# [Document text]
'''
At medical school he had a romance with a classmate, Ljiljana Zelen, the daughter of an old and wealthy family. Karadzic married Ljiljana, and they lived in a downtown apartment building at 2 Sutjeska Street, where her parents also resided. Some of Karadzic's friends thought his new wife was unattractive and domineering. "We never understood why he married her," says one. "Maybe it was the typical calculation of a poor peasant boy. She could provide him with housing, food and money." Karadzic pretended not to notice his comrades' disdain and called Ljiljana his "Creole beauty." They have two children, a daughter and a son, both in their 20s.

During the 1960s Karadzic's life-style offered a complete contrast to what came later. He was charming, well liked, friendly, a bit shy. In keeping with Sarajevo's multicultural past, he lived in an ethnically diverse neighborhood, had several Muslim and Croat friends and never showed any sign of friction with them. "I could not have had a better neighbor," says Ismail Hodzic, 64, a Muslim who still lives next door to Karadzic's former apartment. Karadzic mixed with the Bosnian capital's young bohemians, writers and poets who stayed up all night discussing life, literature and art. Some of them were Serb nationalists, and two of them, both poets, later joined Karadzic's Cabinet.
'''
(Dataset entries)
'''
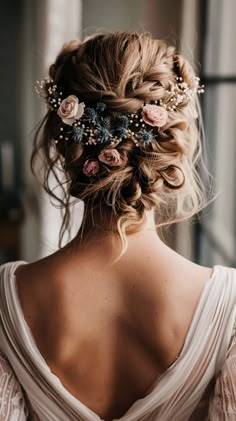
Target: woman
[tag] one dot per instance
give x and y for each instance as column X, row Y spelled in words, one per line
column 116, row 325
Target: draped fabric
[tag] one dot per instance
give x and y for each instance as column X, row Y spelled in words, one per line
column 179, row 394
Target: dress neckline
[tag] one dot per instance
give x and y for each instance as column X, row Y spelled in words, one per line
column 93, row 416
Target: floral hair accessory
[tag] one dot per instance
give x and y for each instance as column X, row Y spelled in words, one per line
column 90, row 167
column 154, row 115
column 110, row 157
column 70, row 110
column 92, row 124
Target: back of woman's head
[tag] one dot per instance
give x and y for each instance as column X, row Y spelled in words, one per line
column 154, row 150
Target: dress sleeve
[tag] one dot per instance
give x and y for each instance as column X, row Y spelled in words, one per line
column 222, row 405
column 12, row 401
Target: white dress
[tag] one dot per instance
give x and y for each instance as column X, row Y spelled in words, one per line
column 199, row 386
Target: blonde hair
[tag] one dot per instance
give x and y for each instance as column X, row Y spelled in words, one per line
column 125, row 70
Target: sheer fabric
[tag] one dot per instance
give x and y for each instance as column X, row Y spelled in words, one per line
column 200, row 385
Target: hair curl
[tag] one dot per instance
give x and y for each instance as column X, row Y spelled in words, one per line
column 125, row 70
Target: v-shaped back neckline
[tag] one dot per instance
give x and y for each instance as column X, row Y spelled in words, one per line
column 127, row 416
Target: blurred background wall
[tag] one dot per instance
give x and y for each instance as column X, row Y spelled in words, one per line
column 32, row 33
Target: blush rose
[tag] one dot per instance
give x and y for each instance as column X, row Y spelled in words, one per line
column 110, row 157
column 70, row 110
column 154, row 115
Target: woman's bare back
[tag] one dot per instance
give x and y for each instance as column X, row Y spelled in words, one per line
column 109, row 332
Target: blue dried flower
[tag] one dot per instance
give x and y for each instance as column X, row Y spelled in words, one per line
column 101, row 107
column 104, row 134
column 90, row 113
column 77, row 134
column 105, row 122
column 145, row 136
column 120, row 132
column 122, row 122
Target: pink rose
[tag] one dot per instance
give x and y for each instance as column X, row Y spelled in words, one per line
column 70, row 110
column 111, row 157
column 154, row 115
column 90, row 167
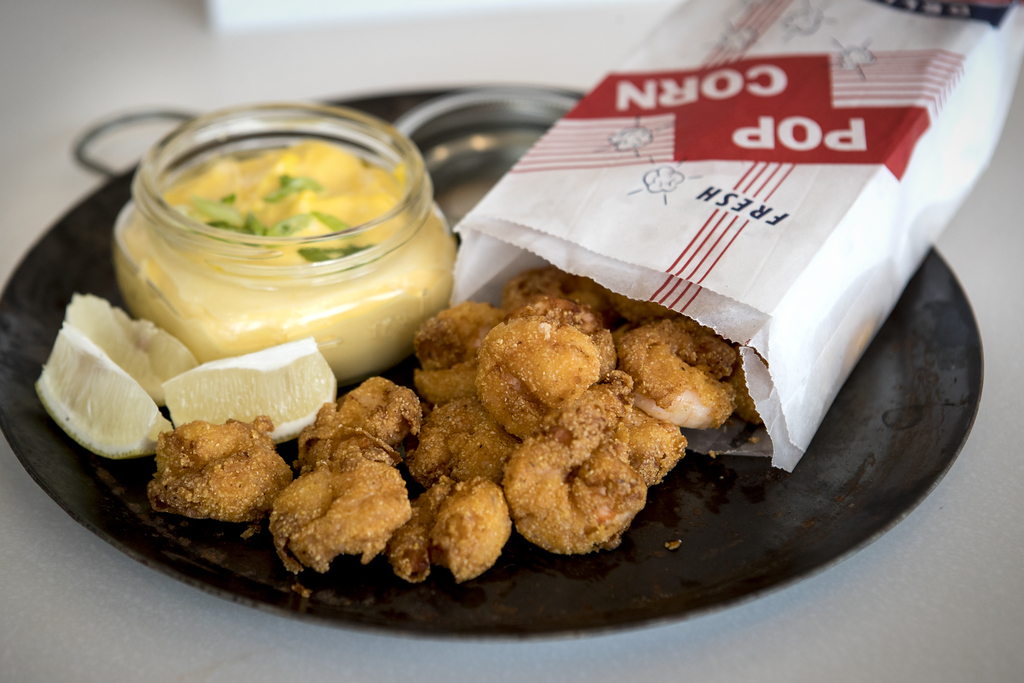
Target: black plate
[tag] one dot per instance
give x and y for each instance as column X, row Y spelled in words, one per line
column 744, row 528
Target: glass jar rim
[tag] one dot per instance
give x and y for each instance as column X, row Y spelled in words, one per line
column 318, row 121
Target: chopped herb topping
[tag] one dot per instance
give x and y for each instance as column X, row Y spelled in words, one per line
column 291, row 225
column 328, row 253
column 336, row 224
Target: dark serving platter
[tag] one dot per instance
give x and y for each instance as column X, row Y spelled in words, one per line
column 744, row 528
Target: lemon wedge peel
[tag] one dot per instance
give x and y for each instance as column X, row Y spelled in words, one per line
column 150, row 354
column 95, row 401
column 289, row 383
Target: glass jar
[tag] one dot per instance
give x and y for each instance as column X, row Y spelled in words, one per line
column 224, row 293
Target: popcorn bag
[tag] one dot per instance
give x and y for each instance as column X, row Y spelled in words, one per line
column 774, row 169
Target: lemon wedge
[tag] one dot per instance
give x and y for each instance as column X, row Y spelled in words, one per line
column 146, row 352
column 95, row 401
column 288, row 383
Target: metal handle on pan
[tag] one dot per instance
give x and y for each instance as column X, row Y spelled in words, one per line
column 81, row 150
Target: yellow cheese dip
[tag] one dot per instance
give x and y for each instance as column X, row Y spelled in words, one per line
column 231, row 254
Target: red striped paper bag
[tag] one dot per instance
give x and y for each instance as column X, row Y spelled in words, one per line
column 775, row 169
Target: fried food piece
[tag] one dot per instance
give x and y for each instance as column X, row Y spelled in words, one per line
column 373, row 419
column 527, row 286
column 350, row 507
column 446, row 346
column 461, row 440
column 744, row 404
column 530, row 367
column 658, row 357
column 639, row 311
column 569, row 487
column 440, row 386
column 471, row 527
column 229, row 472
column 654, row 446
column 409, row 547
column 381, row 409
column 455, row 335
column 712, row 353
column 460, row 525
column 581, row 316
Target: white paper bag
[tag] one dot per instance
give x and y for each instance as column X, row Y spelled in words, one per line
column 775, row 169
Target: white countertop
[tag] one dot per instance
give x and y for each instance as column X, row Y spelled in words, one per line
column 938, row 598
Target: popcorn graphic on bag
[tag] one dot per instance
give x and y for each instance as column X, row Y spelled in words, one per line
column 631, row 138
column 663, row 179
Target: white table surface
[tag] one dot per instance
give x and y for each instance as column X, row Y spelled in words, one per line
column 939, row 598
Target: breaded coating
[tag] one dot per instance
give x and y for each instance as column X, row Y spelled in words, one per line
column 654, row 446
column 658, row 357
column 342, row 444
column 569, row 487
column 460, row 525
column 350, row 508
column 455, row 334
column 446, row 347
column 374, row 418
column 712, row 353
column 381, row 409
column 639, row 311
column 744, row 404
column 530, row 367
column 527, row 286
column 471, row 527
column 580, row 316
column 440, row 386
column 461, row 440
column 409, row 548
column 229, row 472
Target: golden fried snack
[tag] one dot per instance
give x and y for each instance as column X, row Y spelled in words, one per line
column 461, row 440
column 712, row 353
column 230, row 472
column 471, row 527
column 639, row 311
column 569, row 487
column 372, row 419
column 654, row 446
column 350, row 507
column 409, row 547
column 446, row 346
column 455, row 334
column 381, row 409
column 658, row 357
column 527, row 286
column 530, row 367
column 440, row 386
column 459, row 525
column 580, row 316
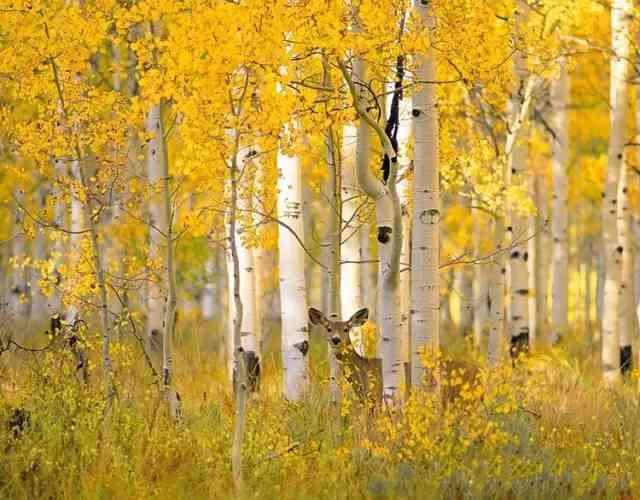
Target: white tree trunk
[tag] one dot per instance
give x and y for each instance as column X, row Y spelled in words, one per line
column 19, row 294
column 158, row 228
column 626, row 316
column 497, row 280
column 636, row 278
column 405, row 189
column 620, row 33
column 389, row 223
column 39, row 252
column 560, row 216
column 351, row 293
column 516, row 174
column 247, row 290
column 293, row 289
column 480, row 283
column 77, row 226
column 539, row 262
column 425, row 249
column 464, row 287
column 208, row 298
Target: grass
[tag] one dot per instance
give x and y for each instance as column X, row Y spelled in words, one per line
column 545, row 430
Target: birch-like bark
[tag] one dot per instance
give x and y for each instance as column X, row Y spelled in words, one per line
column 620, row 33
column 248, row 339
column 538, row 246
column 39, row 252
column 333, row 242
column 464, row 287
column 636, row 278
column 19, row 294
column 158, row 229
column 543, row 252
column 54, row 302
column 351, row 293
column 497, row 280
column 560, row 216
column 293, row 289
column 208, row 298
column 162, row 247
column 626, row 316
column 480, row 284
column 516, row 174
column 425, row 233
column 239, row 356
column 389, row 223
column 77, row 226
column 404, row 189
column 600, row 279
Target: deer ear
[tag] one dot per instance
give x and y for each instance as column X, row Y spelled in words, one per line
column 316, row 317
column 359, row 318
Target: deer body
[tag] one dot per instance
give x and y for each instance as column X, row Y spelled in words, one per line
column 364, row 374
column 451, row 377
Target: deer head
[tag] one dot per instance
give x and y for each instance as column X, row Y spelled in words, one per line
column 337, row 332
column 365, row 375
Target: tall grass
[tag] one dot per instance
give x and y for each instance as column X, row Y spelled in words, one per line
column 547, row 429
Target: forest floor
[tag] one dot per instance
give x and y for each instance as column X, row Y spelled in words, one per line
column 547, row 429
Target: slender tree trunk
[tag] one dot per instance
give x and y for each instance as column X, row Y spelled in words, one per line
column 293, row 289
column 389, row 223
column 539, row 263
column 425, row 247
column 333, row 244
column 636, row 278
column 497, row 280
column 19, row 298
column 162, row 312
column 464, row 286
column 600, row 278
column 158, row 229
column 480, row 283
column 516, row 174
column 543, row 246
column 78, row 225
column 560, row 219
column 351, row 292
column 626, row 316
column 588, row 300
column 239, row 357
column 248, row 340
column 208, row 297
column 39, row 252
column 54, row 303
column 620, row 33
column 405, row 190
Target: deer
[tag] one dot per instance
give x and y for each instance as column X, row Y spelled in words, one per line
column 365, row 374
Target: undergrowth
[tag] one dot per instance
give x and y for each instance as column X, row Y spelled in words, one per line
column 545, row 430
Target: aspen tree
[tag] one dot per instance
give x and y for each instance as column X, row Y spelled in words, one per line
column 19, row 294
column 39, row 252
column 620, row 32
column 293, row 289
column 626, row 319
column 480, row 283
column 162, row 310
column 389, row 223
column 333, row 243
column 516, row 172
column 425, row 245
column 559, row 221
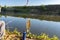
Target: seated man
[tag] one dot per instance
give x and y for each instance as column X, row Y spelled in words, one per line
column 2, row 29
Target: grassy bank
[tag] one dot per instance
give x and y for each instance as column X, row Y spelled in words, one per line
column 41, row 17
column 15, row 35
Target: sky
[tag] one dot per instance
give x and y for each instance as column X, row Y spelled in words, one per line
column 31, row 2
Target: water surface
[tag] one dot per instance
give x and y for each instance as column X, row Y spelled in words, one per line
column 37, row 26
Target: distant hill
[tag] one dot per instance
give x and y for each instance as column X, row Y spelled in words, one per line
column 41, row 10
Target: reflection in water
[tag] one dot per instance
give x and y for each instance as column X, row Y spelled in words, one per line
column 37, row 26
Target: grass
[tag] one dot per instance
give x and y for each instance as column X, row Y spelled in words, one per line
column 15, row 35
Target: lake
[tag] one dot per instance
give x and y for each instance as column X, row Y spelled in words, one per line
column 37, row 26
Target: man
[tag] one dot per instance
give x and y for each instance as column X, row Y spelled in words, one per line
column 2, row 29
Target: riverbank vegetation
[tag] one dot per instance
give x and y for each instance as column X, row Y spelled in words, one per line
column 15, row 35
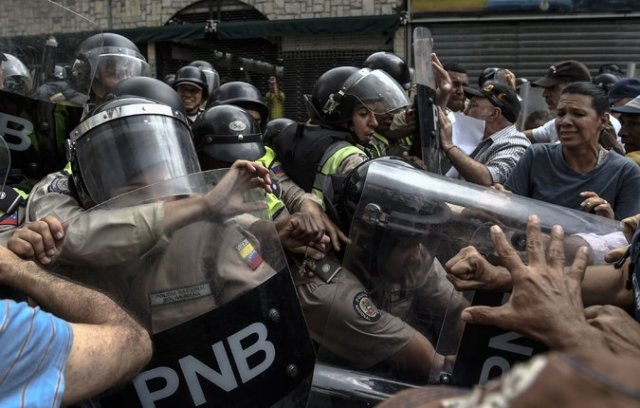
'''
# [Activities]
- 1) According to the passage on Karadzic's early life, what did Karadzic call his wife Ljiljana?
- 2) Summarize the passage on Karadzic's early life in two sentences.

# [Written responses]
- 1) He called her his "Creole beauty."

- 2) Karadzic married Ljiljana Zelen, a medical school classmate from an old and wealthy family, and they lived in a downtown apartment building where her parents also resided. During the 1960s he was charming and well liked, lived in an ethnically diverse neighborhood with several Muslim and Croat friends, and mixed with the Bosnian capital's young bohemians, writers and poets.